● **Task objective**:
Please update the records below by changing every "single pin" to "single marker" and leaving everything else untouched.

— BEGIN Given records —

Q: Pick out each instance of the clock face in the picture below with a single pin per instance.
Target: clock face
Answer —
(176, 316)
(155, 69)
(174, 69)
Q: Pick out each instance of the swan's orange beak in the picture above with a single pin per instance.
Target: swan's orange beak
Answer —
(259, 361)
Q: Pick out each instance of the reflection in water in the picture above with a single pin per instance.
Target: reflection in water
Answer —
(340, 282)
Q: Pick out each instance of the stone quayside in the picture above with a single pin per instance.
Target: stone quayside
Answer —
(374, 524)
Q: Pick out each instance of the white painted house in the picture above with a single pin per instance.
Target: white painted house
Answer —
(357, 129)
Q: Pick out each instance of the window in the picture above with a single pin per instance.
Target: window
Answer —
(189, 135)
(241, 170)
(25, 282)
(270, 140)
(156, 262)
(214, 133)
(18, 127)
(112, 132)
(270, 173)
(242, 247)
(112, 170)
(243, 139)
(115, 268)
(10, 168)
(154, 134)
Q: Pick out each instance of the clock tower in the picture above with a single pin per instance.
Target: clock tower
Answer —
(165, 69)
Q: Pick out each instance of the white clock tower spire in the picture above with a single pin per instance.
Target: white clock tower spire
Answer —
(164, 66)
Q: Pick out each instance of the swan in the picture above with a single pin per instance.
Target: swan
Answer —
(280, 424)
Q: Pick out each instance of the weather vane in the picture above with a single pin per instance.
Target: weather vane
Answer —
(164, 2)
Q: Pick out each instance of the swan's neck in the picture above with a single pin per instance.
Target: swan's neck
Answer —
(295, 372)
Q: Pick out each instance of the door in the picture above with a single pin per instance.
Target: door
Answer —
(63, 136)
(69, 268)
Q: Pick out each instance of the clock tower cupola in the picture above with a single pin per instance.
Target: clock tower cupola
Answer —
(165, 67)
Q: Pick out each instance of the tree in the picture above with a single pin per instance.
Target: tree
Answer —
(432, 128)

— END Given records —

● **Answer to the problem**:
Q: Pick out each instance of the clock face in the picture below with a single marker per instance.
Target: clock face
Answer —
(176, 316)
(155, 69)
(174, 69)
Q: Pick out each instance of the swan's orange beak in the picture above with a single marker per instance.
Target: swan's orange beak
Answer —
(259, 361)
Q: Pick out each instance of the reflection in water in the picture above with a single marker per instance.
Target: reflection in water
Answer —
(340, 282)
Q: Pick out each instance of the stone quayside in the picture above with a single marker per instance.
Target: stone quayside
Answer —
(374, 524)
Q: Pick out each instance of the white painted house in the picture above with a single marker per instance.
Target: white painted house
Answer —
(357, 129)
Q: Pick out each instance of the window in the picture above with a single marker per instance.
Target: window
Answer —
(189, 135)
(241, 170)
(25, 282)
(270, 140)
(156, 262)
(214, 133)
(18, 127)
(112, 132)
(270, 173)
(242, 247)
(112, 170)
(243, 139)
(115, 268)
(10, 168)
(154, 134)
Q: Pick out each instance of the clock tower in the picture above with a single marker per instance.
Target: clock tower
Answer —
(165, 69)
Q: Pick out each instance of the white clock tower spire in the picture above with a single marker per instance.
Target: white clock tower spire
Answer —
(164, 66)
Q: Pick out each instance of the swan in the picture above with a single marker per instance.
Target: swan
Answer —
(280, 424)
Q: Pick out each instance of the weather vane in the picture above with a single marker per instance.
Target: weather vane
Answer —
(164, 2)
Q: Pick out each instance of the swan's neck in the picture above with a single marker per instance.
Target: swan's neck
Answer —
(295, 372)
Q: Pick out each instance of the door in the picture above with a single marker per instance.
Target: door
Answer —
(63, 136)
(69, 268)
Q: Pick out each instance of the clock tower cupola in the picture above with a single marker per instance.
Target: clock tower cupola
Answer —
(165, 67)
Q: Pick out each instance of the tree in the picture above with a single marker per instance.
Target: tree
Answer —
(432, 128)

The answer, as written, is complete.